Exercise goal:
Among the entries below, which lines include the string "chip"? Show each one.

Provided records:
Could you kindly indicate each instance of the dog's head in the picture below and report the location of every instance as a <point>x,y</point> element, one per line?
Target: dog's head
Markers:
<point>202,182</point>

* * *

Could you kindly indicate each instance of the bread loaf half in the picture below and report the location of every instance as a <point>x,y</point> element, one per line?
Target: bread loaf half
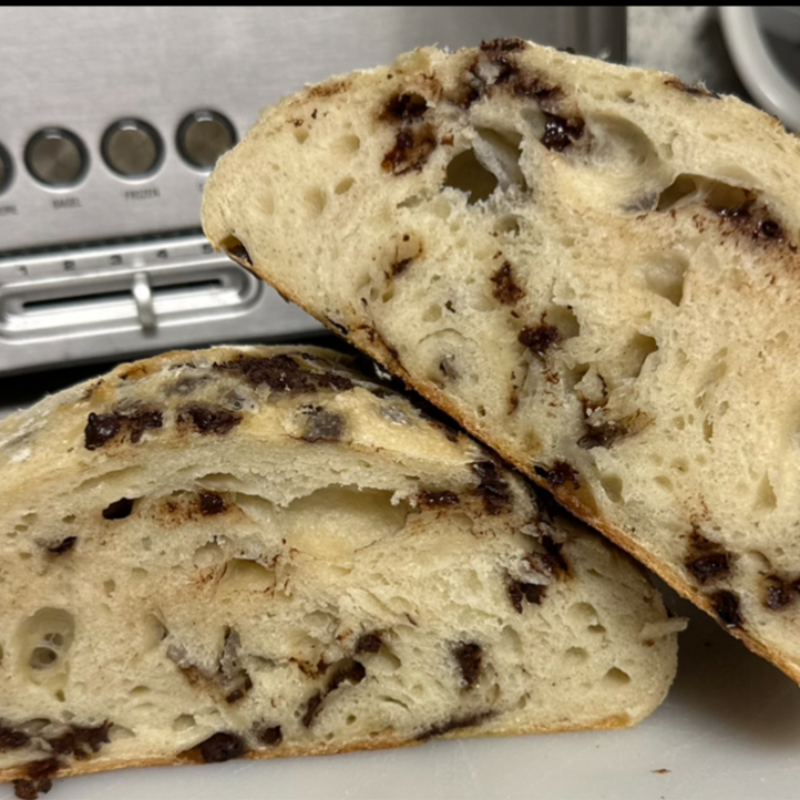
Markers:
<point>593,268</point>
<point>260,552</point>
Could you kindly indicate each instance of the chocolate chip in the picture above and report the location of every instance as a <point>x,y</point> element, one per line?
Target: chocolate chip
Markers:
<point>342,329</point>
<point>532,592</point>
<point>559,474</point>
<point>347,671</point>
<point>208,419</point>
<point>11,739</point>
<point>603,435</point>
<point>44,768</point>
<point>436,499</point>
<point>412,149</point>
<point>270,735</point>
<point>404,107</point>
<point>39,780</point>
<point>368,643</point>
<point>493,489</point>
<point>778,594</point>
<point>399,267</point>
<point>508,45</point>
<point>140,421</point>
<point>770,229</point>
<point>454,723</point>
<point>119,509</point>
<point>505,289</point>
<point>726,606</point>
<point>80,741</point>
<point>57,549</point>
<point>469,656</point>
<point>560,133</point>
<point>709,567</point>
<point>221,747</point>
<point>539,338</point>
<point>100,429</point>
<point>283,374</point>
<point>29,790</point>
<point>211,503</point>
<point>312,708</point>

Completed exercise:
Could you kindly indicate each instance of the chocolate chip in the picture above and report the location of every instance as a <point>x,y</point> element, one per line?
Target: chocolate chip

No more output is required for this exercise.